(Rows from a dataset)

— START —

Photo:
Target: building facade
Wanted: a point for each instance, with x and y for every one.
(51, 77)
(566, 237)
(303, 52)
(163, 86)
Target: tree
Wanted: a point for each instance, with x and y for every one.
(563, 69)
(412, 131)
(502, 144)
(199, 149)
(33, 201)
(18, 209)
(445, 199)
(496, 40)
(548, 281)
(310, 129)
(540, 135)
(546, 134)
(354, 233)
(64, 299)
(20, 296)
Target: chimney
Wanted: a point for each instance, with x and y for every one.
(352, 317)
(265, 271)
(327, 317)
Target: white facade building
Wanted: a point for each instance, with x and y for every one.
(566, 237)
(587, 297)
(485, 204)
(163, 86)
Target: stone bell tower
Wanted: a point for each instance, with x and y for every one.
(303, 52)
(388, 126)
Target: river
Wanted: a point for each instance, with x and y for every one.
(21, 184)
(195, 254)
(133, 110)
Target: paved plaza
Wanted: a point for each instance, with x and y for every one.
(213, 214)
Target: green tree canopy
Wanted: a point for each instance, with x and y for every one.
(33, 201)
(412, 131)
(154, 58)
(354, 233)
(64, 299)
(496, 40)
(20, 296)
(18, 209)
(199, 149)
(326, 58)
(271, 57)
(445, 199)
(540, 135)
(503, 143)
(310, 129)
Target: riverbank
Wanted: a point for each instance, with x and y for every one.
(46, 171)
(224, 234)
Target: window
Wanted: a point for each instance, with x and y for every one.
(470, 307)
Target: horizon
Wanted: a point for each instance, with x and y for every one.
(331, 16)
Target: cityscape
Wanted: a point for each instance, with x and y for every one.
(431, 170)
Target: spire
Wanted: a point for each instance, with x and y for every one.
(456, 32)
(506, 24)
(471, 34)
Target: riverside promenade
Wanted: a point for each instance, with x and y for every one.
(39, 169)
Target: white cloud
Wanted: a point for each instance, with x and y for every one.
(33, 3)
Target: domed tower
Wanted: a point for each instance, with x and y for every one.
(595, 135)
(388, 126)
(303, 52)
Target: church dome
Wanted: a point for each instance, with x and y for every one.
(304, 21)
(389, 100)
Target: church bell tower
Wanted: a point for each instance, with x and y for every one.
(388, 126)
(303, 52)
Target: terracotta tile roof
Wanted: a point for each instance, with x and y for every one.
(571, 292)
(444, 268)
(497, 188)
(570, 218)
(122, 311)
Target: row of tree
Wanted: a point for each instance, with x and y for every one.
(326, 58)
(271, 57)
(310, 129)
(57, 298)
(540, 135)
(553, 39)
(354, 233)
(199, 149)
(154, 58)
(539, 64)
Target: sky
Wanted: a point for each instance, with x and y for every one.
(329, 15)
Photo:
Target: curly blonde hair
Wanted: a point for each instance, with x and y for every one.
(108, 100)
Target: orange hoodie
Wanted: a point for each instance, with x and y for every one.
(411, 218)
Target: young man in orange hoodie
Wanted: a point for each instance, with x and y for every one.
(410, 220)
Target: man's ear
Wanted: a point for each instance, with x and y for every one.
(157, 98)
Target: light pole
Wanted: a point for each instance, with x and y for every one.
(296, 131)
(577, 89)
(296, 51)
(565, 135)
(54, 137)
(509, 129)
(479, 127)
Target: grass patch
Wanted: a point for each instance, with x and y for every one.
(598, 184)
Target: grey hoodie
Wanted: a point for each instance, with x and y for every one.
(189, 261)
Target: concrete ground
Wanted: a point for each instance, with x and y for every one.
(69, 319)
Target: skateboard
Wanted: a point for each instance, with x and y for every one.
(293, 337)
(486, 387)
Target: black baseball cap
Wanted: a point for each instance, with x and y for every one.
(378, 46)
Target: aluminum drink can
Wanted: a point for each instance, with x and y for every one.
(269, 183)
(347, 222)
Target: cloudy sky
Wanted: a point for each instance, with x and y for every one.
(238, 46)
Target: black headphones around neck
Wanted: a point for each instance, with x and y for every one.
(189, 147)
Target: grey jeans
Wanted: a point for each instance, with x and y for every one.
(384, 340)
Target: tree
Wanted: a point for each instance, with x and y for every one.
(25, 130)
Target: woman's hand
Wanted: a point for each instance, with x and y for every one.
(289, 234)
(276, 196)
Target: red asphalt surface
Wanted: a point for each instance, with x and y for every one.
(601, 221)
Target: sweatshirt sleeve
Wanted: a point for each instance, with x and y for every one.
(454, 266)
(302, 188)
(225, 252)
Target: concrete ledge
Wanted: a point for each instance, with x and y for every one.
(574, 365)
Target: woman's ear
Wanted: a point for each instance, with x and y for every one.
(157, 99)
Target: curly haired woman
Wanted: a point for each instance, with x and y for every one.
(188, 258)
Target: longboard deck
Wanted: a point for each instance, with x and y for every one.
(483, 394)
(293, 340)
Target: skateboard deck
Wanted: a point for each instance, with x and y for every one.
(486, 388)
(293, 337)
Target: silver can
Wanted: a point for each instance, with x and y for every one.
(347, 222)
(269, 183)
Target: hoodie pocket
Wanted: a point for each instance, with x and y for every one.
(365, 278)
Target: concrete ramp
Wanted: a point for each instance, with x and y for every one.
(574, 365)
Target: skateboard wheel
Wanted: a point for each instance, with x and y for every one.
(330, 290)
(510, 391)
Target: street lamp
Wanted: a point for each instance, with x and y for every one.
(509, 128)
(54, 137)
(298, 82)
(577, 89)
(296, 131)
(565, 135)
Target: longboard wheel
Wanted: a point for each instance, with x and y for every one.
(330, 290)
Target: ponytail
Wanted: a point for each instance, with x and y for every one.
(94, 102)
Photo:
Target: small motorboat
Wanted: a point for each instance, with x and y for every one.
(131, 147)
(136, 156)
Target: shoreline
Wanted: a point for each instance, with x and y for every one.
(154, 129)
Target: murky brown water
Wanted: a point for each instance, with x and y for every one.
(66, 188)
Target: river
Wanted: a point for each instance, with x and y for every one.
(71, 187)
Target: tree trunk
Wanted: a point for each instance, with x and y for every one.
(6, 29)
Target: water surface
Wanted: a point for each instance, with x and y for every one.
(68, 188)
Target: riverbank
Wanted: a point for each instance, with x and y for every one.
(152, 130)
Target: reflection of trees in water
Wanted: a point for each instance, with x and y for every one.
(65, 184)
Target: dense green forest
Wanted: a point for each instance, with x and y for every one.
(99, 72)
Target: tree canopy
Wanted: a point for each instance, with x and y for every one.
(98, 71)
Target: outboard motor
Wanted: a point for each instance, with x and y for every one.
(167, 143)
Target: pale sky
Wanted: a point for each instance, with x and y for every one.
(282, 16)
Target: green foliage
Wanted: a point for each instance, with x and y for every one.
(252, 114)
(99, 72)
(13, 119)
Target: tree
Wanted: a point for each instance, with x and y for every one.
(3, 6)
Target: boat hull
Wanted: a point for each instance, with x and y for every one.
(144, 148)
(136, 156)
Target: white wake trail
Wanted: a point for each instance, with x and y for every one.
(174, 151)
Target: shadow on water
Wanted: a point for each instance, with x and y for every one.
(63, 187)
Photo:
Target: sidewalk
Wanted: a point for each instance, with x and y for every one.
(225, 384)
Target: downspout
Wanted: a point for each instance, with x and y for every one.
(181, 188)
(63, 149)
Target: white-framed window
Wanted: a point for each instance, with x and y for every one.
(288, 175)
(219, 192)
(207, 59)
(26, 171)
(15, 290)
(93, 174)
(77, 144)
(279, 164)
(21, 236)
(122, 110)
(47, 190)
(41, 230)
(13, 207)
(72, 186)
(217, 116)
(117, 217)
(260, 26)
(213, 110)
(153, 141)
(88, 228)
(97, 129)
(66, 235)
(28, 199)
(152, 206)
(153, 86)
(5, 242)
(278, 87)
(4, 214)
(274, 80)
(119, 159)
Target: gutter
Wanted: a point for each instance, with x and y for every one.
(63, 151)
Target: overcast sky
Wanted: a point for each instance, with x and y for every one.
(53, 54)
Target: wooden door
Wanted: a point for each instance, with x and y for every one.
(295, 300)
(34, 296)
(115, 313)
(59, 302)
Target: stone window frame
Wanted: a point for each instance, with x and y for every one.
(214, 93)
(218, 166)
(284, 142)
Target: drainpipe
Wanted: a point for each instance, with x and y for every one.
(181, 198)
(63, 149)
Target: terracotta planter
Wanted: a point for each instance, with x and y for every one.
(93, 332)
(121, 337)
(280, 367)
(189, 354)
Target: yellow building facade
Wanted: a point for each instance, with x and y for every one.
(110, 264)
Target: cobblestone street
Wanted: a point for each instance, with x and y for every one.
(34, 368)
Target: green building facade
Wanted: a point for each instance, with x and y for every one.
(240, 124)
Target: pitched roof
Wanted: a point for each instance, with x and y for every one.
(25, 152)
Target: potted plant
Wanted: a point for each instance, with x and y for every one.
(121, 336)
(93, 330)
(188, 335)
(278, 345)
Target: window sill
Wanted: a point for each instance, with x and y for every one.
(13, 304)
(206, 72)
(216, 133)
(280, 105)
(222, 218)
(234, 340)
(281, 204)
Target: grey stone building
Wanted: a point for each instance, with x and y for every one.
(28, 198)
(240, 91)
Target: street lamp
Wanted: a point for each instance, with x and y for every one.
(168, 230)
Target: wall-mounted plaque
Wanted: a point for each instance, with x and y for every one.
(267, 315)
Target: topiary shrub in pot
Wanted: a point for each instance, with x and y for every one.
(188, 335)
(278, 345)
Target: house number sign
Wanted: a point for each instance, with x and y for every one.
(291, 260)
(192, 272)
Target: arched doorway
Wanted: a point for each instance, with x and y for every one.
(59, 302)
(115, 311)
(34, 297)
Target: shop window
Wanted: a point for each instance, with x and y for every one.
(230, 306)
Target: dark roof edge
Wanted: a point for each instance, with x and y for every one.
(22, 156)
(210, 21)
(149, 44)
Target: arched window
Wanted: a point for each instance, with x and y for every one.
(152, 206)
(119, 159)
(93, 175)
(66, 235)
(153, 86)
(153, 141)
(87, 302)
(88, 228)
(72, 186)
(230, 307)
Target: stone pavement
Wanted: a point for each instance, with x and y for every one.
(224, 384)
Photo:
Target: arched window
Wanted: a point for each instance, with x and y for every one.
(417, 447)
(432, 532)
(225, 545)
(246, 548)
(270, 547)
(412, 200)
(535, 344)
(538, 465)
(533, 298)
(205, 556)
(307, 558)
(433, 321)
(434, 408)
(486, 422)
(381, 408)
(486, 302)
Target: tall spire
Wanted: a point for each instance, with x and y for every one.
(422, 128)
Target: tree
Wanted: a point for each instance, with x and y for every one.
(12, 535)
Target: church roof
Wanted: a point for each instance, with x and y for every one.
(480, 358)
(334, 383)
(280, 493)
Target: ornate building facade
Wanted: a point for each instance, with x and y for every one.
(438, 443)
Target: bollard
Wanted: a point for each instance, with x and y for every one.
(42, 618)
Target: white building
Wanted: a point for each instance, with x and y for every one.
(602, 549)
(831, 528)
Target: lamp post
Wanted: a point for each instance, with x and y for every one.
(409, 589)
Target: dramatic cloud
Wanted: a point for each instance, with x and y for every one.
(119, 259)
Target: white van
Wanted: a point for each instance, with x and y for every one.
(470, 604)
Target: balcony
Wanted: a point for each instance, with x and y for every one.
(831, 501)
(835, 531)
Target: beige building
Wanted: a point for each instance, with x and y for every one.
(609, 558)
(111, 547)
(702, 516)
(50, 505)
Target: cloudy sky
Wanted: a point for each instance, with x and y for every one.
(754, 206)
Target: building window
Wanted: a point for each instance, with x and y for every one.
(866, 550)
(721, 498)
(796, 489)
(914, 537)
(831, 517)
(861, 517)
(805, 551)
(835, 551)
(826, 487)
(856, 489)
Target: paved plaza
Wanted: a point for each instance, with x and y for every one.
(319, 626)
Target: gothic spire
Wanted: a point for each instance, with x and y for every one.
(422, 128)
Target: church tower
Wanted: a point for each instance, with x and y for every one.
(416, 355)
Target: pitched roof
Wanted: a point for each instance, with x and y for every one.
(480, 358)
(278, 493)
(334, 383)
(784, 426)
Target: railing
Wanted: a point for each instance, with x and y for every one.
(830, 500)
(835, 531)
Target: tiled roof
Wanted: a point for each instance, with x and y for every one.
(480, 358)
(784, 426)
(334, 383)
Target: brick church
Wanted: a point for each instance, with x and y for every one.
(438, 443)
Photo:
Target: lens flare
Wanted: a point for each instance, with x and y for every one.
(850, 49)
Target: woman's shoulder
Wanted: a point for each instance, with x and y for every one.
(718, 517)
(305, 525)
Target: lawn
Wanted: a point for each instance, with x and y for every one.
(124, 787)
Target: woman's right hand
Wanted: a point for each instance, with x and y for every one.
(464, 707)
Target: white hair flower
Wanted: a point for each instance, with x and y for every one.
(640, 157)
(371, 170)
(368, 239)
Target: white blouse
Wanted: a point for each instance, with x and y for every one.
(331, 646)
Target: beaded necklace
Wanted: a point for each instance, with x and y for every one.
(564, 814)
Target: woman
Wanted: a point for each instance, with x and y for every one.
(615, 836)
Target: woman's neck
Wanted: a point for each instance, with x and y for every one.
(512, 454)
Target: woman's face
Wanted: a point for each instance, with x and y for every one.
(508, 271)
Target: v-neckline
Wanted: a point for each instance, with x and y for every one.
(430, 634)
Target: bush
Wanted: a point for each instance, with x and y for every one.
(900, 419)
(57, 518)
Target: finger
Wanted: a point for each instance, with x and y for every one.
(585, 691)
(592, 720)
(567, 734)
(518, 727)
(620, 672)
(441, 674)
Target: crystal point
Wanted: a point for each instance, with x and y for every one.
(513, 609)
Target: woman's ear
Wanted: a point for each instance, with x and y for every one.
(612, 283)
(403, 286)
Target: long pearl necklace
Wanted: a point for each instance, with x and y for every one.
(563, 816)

— END —

What the task requires |
Exactly as written, give again every line from the one containing "Target: beaded necklace" through the last line of the material above, and no other lines.

Answer for the task |
Target: beaded necklace
Wanted: a point for each instance, with x and y for every one.
(564, 814)
Target: woman
Wanted: a point for each instance, with x and y for every one.
(615, 836)
Target: woman's neck
Wanted: a point for each instance, with x and y for every one.
(512, 454)
Target: woman's face
Wanted: a point for each instance, with x and y for every one.
(508, 271)
Target: v-neckline
Wanted: a point for each instance, with x and y for every one.
(430, 634)
Target: bush
Wanted: a point for each instance, with x and y for every one.
(900, 419)
(57, 518)
Target: finger
Wanted: a point for each instance, with x and y for every one.
(585, 691)
(592, 720)
(567, 734)
(518, 727)
(620, 672)
(441, 674)
Target: crystal point
Wanted: a point for each instance, with x and y for every one.
(513, 609)
Target: woman's ear
Wanted: a point for each instance, with x and y for every one.
(612, 283)
(403, 286)
Target: long pearl necklace
Wanted: a point for each instance, with x and y for every one.
(563, 816)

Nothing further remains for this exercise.